EXERCISE A:
In the credit card article, what is the highest value the prime lending rate has ever reached, and when?
EXERCISE B:
Duplicate a passage from the credit card article word for word, beginning at the words "How Variable Rate" and stopping after the words "a six-month change.".
EXERCISE C:
Pick up the credit card article where it stops and continue writing it.

PAGE TEXT:
##############################

Applied Bank offers two versions of their fixed APR secured credit cards. Their Visa Gold credit card features a secured credit line of between $200 and $5000 and a fixed APR of 9.99%. The Applied Bank Platinum secured Visa requires a minimum deposit of $500 and features a 0% fixed APR!
Variable Rate APR Credit Card Are Not a Bad Idea
By marketing a variable interest rate, credit card companies can offer lower starting rates while hedging against a future time when interest rates may be driven back up by global economic forces.
Variable APR credit cards aren’t bad in themselves; they simply bear watching over time. This is especially true as many cardholders have the tendency to maintain a high credit balance at or near the card’s limit.
Consumers should remember that rates may go up, but they will probably never dip below the initial quoted rate. It’s always important to read the fine print on your credit card agreement and review all the terms before accepting a new credit card.
How Variable Rate APR Credit Cards Work
Most domestic credit card issuers use the U.S. banking prime lending rate to initially set and then periodically reset their credit card interest rates. As of January 2012, the prime lending rate, the rate at which banks lend funds to their best customers, remains at an historic low of 3.25%.
Rates are subject to change at preannounced intervals, most often annually, though some card issuers may look at a six-month change.
A mark-up or margin is added to the base index rate to arrive at the APR you will be charged. Your contract provides for both a minimum and a maximum interest rate.
The Indiana Division of Consumer Credit has a number of helpful brochures on line designed to inform consumers about a number of credit related issues.
Prime Lending Rate Volatility
The Wall Street Journal maintains an online chart of prime lending rate values, going back to the middle of the twentieth century. The historical high point for this banking index, 20%, was reached in April of 1980.
While global interest rates have been flat for the last several years, the prime rate was a full five points higher, 8.25%, as recently as September of 2007! Unlike a fixed rate 30-year home mortgage at 4 or 5%, variable rate credit card obligations should be carefully managed to avoid the possibility of sharply increasing payments in the future!

##############################

DATASET EXTRACT:
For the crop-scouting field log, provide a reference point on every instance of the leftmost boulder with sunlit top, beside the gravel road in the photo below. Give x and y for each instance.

##############################

OUTPUT A:
The prime lending rate reached its historical high of 20% in April of 1980.

OUTPUT B:
How Variable Rate APR Credit Cards Work
Most domestic credit card issuers use the U.S. banking prime lending rate to initially set and then periodically reset their credit card interest rates. As of January 2012, the prime lending rate, the rate at which banks lend funds to their best customers, remains at an historic low of 3.25%.
Rates are subject to change at preannounced intervals, most often annually, though some card issuers may look at a six-month change.

OUTPUT C:
Some Credit Cards Have a 0% APR Rate
Yes, but these introductory or teaser interest rates are only good for a matter of months. Still, it can be useful if you’re looking at transferring outstanding balances from higher interest rate accounts and then paying them off before your new credit card account begins charging interest.
Fixed APR Credit Cards are Hard to Find
Bottom line, low fixed rate credit cards proved hugely unprofitable for banks and other credit card issuers.
Because of the global economic banking crisis and resulting recession, dozens of banks whose principal revenue was derived from credit cards, closed their doors.
In 2007 and 2008, more than 160 U.S. banks and financial institutions shut down, leaving credit cardholders in a quandary as to what to do. Several of the surviving giant banking institutions like Chase and Citibank took advantage of the sudden opportunity and bought up much of the fallen banks’ credit card business.
At that time, credit card default rates rapidly reached a 20-year high, peaking at just about 10%. The major card issuers who remained in the market swiftly weeded out many of the remaining weak accounts. Some accounts were canceled or closed outright.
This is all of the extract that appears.